(Requirements):
Find the line that contains "in [630, 243].". Repeat that line and all lines following it, exactly, through the end of the listing below.

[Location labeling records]
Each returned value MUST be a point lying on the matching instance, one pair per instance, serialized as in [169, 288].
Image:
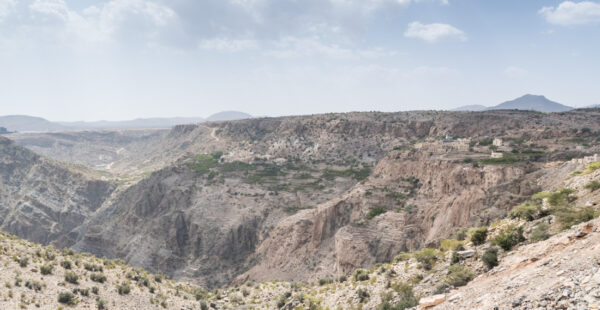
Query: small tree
[490, 257]
[479, 235]
[509, 237]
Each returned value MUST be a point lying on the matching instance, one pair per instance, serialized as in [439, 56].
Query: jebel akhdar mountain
[357, 209]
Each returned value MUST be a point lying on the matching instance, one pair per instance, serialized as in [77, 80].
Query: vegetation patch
[427, 257]
[458, 276]
[478, 235]
[593, 186]
[375, 211]
[490, 258]
[508, 237]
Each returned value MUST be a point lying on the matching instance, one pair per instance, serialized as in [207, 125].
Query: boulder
[466, 253]
[431, 301]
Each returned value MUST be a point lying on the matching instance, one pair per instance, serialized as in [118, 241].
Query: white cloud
[290, 47]
[434, 32]
[128, 21]
[228, 45]
[6, 7]
[572, 13]
[515, 72]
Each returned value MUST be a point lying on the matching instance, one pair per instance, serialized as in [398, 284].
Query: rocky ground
[291, 198]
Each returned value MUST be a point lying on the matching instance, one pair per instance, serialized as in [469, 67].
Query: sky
[69, 60]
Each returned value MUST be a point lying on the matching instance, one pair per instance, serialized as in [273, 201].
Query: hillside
[307, 197]
[535, 267]
[527, 102]
[533, 103]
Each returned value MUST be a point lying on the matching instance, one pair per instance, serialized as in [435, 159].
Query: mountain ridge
[526, 102]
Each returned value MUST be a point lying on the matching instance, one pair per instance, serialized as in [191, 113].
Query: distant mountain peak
[533, 103]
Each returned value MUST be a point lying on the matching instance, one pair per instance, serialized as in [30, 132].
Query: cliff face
[423, 201]
[286, 198]
[41, 200]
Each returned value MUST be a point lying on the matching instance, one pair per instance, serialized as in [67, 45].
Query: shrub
[490, 257]
[283, 299]
[100, 304]
[591, 167]
[461, 234]
[363, 295]
[92, 267]
[49, 255]
[360, 275]
[33, 285]
[23, 261]
[66, 298]
[593, 186]
[325, 281]
[71, 277]
[203, 305]
[375, 211]
[569, 217]
[561, 197]
[539, 232]
[451, 245]
[458, 276]
[199, 293]
[508, 237]
[426, 257]
[123, 288]
[98, 277]
[406, 297]
[66, 264]
[479, 235]
[46, 269]
[526, 211]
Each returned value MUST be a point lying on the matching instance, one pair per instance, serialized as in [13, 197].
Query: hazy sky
[121, 59]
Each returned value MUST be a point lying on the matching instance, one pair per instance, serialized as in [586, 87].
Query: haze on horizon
[68, 60]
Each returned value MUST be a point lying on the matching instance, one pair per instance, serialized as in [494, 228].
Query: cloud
[291, 47]
[572, 13]
[6, 7]
[435, 32]
[514, 72]
[228, 45]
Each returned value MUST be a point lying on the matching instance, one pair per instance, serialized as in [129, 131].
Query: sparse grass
[71, 277]
[478, 235]
[427, 257]
[66, 298]
[490, 258]
[527, 211]
[375, 211]
[46, 269]
[98, 277]
[593, 186]
[66, 264]
[363, 295]
[458, 276]
[591, 167]
[360, 275]
[568, 217]
[539, 232]
[124, 288]
[508, 237]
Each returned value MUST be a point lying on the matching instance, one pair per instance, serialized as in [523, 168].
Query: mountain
[29, 123]
[532, 102]
[540, 254]
[473, 107]
[24, 123]
[228, 116]
[288, 198]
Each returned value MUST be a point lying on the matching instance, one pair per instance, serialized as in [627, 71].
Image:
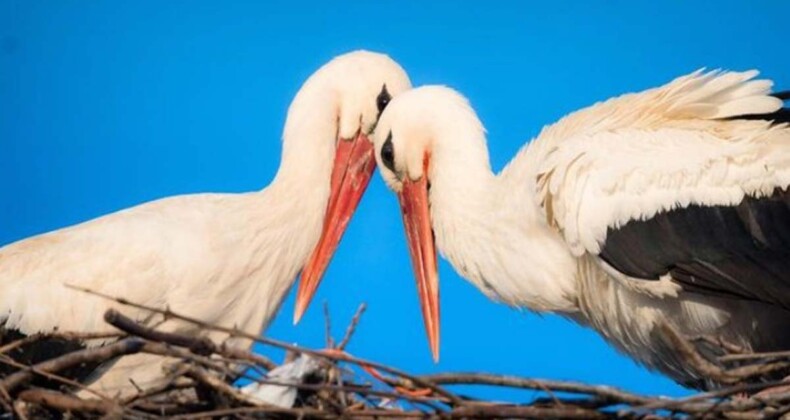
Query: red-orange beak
[419, 234]
[354, 164]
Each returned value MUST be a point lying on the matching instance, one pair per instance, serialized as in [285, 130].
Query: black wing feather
[739, 251]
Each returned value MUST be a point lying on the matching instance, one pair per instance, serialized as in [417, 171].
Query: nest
[341, 385]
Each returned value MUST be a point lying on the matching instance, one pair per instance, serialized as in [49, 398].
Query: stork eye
[383, 99]
[387, 154]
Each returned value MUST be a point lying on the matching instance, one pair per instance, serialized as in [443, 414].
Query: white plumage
[227, 259]
[553, 231]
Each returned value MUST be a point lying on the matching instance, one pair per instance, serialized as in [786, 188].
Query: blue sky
[104, 105]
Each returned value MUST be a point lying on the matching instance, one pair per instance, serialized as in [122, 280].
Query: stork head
[425, 136]
[358, 86]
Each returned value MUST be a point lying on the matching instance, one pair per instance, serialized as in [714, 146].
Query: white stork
[227, 259]
[669, 205]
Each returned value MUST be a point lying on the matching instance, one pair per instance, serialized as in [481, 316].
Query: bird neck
[283, 222]
[489, 228]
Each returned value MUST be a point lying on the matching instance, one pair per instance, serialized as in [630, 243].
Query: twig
[65, 402]
[606, 392]
[330, 343]
[199, 345]
[275, 343]
[352, 327]
[99, 354]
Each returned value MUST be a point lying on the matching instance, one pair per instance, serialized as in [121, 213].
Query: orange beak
[419, 234]
[354, 164]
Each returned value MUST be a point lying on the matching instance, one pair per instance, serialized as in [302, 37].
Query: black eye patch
[383, 99]
[388, 154]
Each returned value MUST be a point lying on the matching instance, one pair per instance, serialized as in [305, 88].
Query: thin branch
[98, 354]
[352, 327]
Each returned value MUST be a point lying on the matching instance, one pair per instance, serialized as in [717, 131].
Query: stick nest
[201, 386]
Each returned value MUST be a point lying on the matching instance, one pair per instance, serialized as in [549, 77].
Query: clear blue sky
[104, 105]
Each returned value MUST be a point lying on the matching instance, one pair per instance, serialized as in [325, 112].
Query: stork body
[226, 259]
[669, 205]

(Solved problem):
Each returned value MUST be a point lying on the matching instance, one pair per instance, serialized as in [630, 243].
Query: twig
[65, 402]
[606, 392]
[330, 343]
[199, 345]
[275, 343]
[352, 327]
[99, 354]
Each returned value MUST be a point lying on the matching instance, one pair per instance, serialized as in [121, 213].
Query: orange beak
[419, 234]
[354, 164]
Each returned value MUST be a point lying on the matching instance, one pair per instance, serialized as in [302, 37].
Query: black eye patch
[383, 99]
[388, 154]
Each returned value MUST be a point lying on the matching instance, one pair per instance, serialized as in [305, 88].
Query: thin branch
[98, 354]
[352, 327]
Each returned value MUST be a point lying on the matching instance, one pair per instance, serialized as in [717, 131].
Query: stick nest
[201, 386]
Each returned value MUST be a point lying on the matching instance, one pair per instance, serialized as in [549, 77].
Query: clear blue sky
[104, 105]
Each returned value MUST be a point lying on the matching instance, one pair per instance, serialized as in [325, 112].
Query: stork body
[226, 259]
[669, 205]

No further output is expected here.